TAREFA PEDIDA: Edite o relato das mortes desde "Ao tentar se" até "sepultados em Itajaí.", inclusive, trocando "faca" por "lâmina".

TRECHO DO TEXTO:
*****
Ao tentar se esconder na roça de um colono conhecido como Maag, dois indígenas o alcançaram e o mataram com a própria faca que o colono carregava. No final, os indígenas carregaram as armas e as ferramentas das vítimas. Os três mortos foram sepultados em Itajaí. 

As informações são consideradas fiéis e também podem ser conferidas em outras obras publicadas. A maioria dos registros são baseados no relato de um trabalhador sobrevivente que estava no local e presenciou o crime. Uma carta sobre o relato foi feita pelo diretor da Colônia, porém, o nome do sobrevivente não foi mencionado.
*****
DADOS GUARDADOS:
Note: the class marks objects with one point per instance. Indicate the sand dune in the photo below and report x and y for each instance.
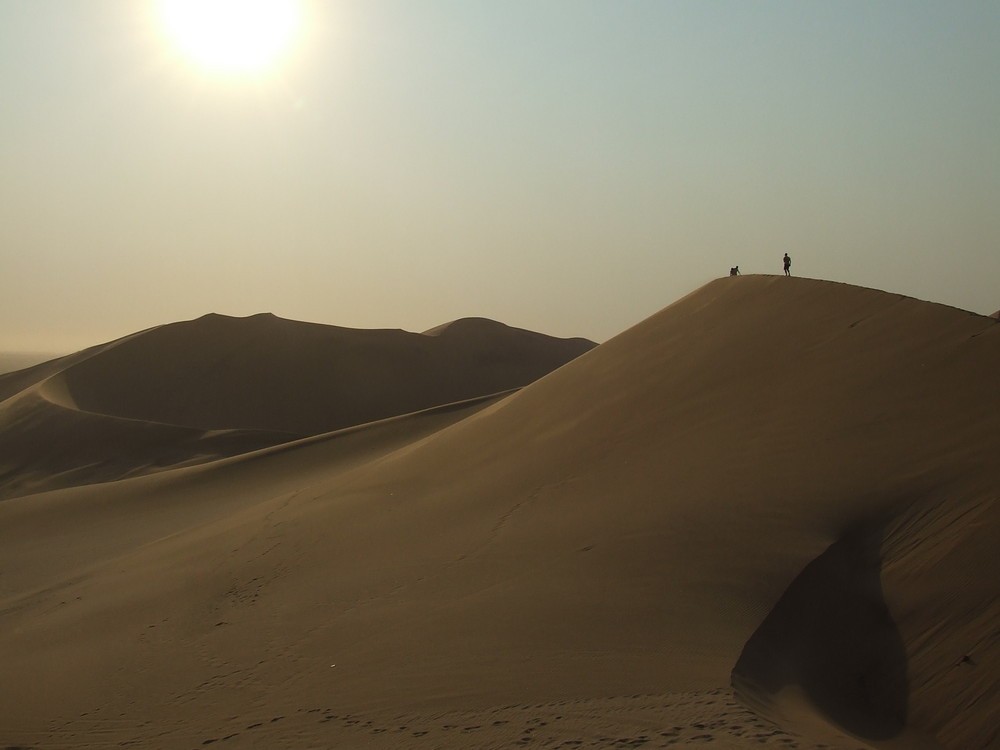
(764, 516)
(218, 386)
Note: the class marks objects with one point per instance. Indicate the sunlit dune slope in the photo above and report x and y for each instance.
(220, 386)
(792, 479)
(268, 373)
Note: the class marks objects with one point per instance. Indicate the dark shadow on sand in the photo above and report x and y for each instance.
(831, 634)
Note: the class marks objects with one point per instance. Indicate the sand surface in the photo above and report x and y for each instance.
(764, 516)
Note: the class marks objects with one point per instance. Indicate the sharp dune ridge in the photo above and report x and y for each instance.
(219, 386)
(764, 516)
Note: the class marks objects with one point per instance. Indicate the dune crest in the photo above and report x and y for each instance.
(772, 484)
(219, 386)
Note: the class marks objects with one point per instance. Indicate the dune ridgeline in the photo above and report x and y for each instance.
(765, 516)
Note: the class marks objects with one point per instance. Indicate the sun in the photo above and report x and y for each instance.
(232, 36)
*****
RESPOSTA ESPERADA:
Ao tentar se esconder na roça de um colono conhecido como Maag, dois indígenas o alcançaram e o mataram com a própria lâmina que o colono carregava. No final, os indígenas carregaram as armas e as ferramentas das vítimas. Os três mortos foram sepultados em Itajaí.